─── MATERIAL TO PROCESS ───

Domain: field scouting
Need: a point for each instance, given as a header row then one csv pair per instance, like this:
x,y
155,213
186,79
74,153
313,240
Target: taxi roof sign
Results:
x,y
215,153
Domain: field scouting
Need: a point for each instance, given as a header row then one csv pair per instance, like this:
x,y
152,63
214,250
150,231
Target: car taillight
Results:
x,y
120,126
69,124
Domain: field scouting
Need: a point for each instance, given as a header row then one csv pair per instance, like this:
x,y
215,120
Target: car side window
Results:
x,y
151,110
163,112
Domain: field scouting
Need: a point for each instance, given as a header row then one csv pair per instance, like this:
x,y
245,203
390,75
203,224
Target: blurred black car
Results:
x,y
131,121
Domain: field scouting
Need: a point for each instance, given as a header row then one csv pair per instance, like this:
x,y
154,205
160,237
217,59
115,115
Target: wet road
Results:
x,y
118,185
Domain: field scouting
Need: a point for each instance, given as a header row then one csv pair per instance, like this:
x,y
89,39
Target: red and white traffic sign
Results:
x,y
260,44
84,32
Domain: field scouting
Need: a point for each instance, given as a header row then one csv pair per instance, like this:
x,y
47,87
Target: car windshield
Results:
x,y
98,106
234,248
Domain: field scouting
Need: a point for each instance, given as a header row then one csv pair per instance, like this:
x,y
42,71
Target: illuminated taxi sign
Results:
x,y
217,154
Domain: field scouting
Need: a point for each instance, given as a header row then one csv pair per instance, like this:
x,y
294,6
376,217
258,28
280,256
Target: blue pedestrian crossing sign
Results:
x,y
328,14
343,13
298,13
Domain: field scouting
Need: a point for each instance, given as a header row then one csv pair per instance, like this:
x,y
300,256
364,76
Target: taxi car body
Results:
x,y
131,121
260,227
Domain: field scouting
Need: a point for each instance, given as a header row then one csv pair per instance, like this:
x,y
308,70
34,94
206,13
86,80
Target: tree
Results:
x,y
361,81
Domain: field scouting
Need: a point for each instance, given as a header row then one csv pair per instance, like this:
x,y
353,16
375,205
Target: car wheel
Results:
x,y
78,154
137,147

───

REQUIRED WORK
Return an exact copy of the listing above, complete in every line.

WORKED SOLUTION
Domain: field scouting
Need: a point for each instance, given as a header row then one csv pair per instance, like this:
x,y
155,213
186,79
74,153
313,240
Target: taxi roof sign
Results:
x,y
215,153
Domain: field scouting
Need: a point for each instance, given as a header row then one csv pair per instance, like this:
x,y
152,63
214,250
150,231
Target: car taillight
Results:
x,y
120,126
69,124
Domain: field scouting
Need: a point for each instance, given as a header row then one csv pair per instance, like this:
x,y
215,120
Target: car side window
Results:
x,y
151,110
163,112
Domain: field scouting
Need: a point for each instance, given as a header row then one csv pair per instance, like this:
x,y
245,203
390,75
203,224
Target: blurred black car
Results:
x,y
131,121
Domain: field scouting
Need: a point for each instance, given as a header row then one csv pair per instance, like this:
x,y
154,205
160,237
217,59
115,115
Target: wet road
Results:
x,y
118,185
Domain: field scouting
Need: a point for each instance, given as a header row then one csv pair per instance, like this:
x,y
89,39
Target: red and white traffic sign
Results:
x,y
260,44
84,32
Domain: field scouting
Need: a point for each instance, given as a header row then one csv pair per instance, like this:
x,y
47,87
Target: car windshield
Results:
x,y
98,106
234,248
Domain: field scouting
Need: a point for each instance, given as a header row then one csv pair per instance, like this:
x,y
42,71
Target: illuminated taxi sign
Results:
x,y
217,154
Domain: field scouting
Need: a point for each instance, given as a header row then one csv pair per instance, like this:
x,y
294,6
376,217
258,28
280,256
Target: blue pedestrian crossing sign
Results:
x,y
328,14
343,13
298,13
Domain: field scouting
Need: a point for each instance, given as a header row then one csv pair per instance, like this:
x,y
300,256
364,76
Target: taxi car body
Results:
x,y
131,121
260,227
Domain: field scouting
Need: a point for each instance, given as a header row then one csv pair per instance, like this:
x,y
308,70
34,94
206,13
86,80
Target: tree
Results:
x,y
361,81
Domain: field scouting
Need: a point for each instance, given as a header row then one csv pair per instance, like this:
x,y
353,16
375,205
Target: car wheel
Results:
x,y
78,154
137,147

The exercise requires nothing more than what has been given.